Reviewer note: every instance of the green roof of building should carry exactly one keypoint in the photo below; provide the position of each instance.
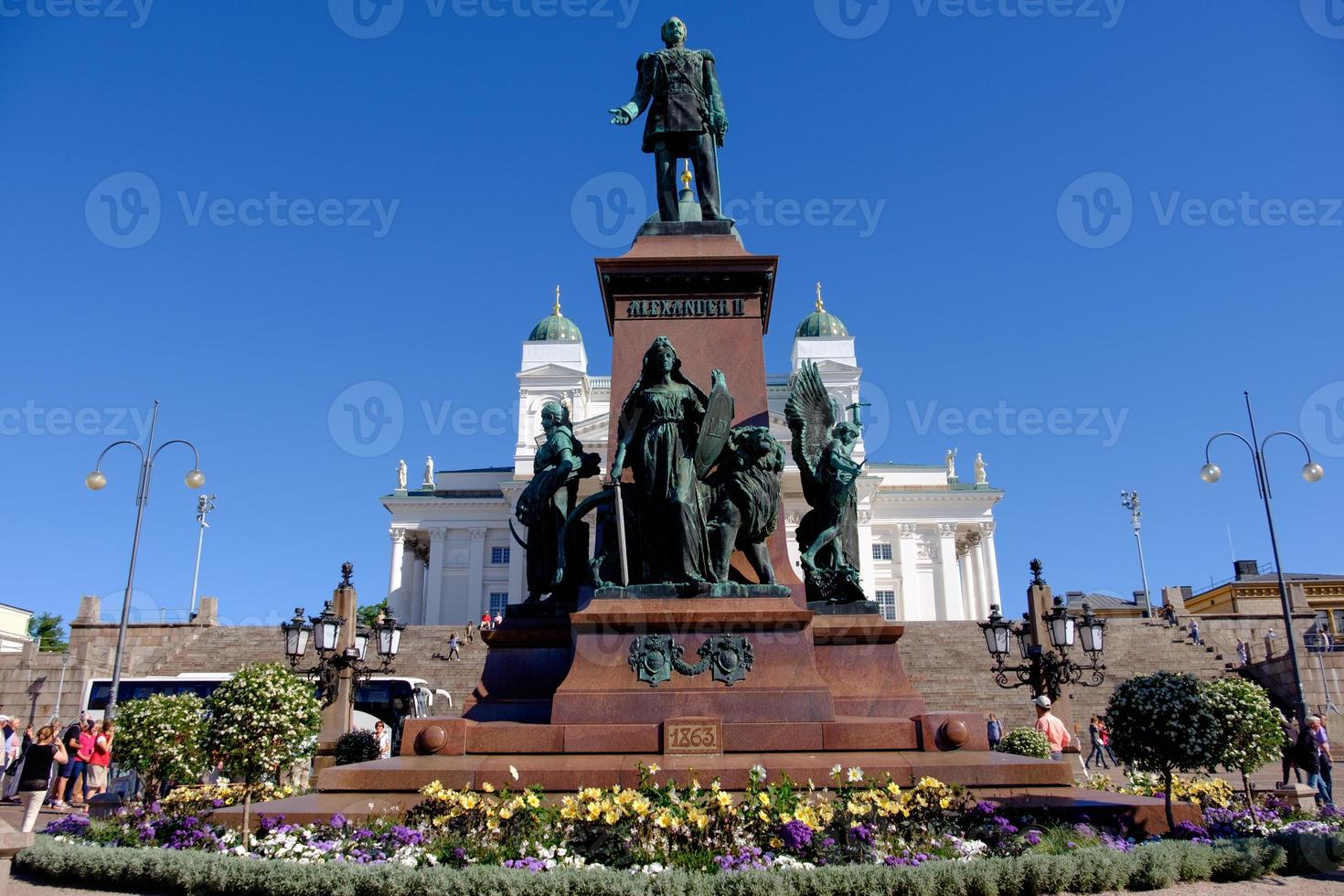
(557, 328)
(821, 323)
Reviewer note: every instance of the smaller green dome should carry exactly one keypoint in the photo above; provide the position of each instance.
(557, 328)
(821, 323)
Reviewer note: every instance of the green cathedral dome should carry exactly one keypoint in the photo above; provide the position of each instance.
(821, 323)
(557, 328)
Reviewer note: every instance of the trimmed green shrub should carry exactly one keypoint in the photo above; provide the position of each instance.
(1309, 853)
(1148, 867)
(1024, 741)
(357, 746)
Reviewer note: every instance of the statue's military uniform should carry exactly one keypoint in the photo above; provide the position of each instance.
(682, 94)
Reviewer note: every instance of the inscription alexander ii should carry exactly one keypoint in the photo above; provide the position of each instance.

### REQUIREMENT
Reproduce the data above line for line, raising every coordinate value by 102 and omitting the pictures.

### THE REPLY
Reviewer note: every instance of the green roof of building should carry exactly one keypoint in the photo below; provide the position of each instance.
(659, 430)
(923, 425)
Reviewer note: every instance of the smaller green dome should carry exactly one keypoint in the photo above; provide the position of each instance.
(659, 430)
(923, 425)
Reviewer note: every instance of the green cathedral dome should carry exactly one keypoint in the photo above; provide the position of each instance.
(923, 425)
(659, 430)
Reviewer note: every instance of the trimmed green shrub should carry exactly one keypoint in the photo above; provide the position of each instance.
(1411, 955)
(1250, 969)
(1126, 843)
(459, 848)
Reviewer note: every instance of the statue's military uniform should carry exactly one keypoint in the photo above; provide the position of each instance.
(784, 196)
Reviewer note: every instance of the inscription alexander ii should carry exactly one keypoint in the photo above; provide the position of each instance.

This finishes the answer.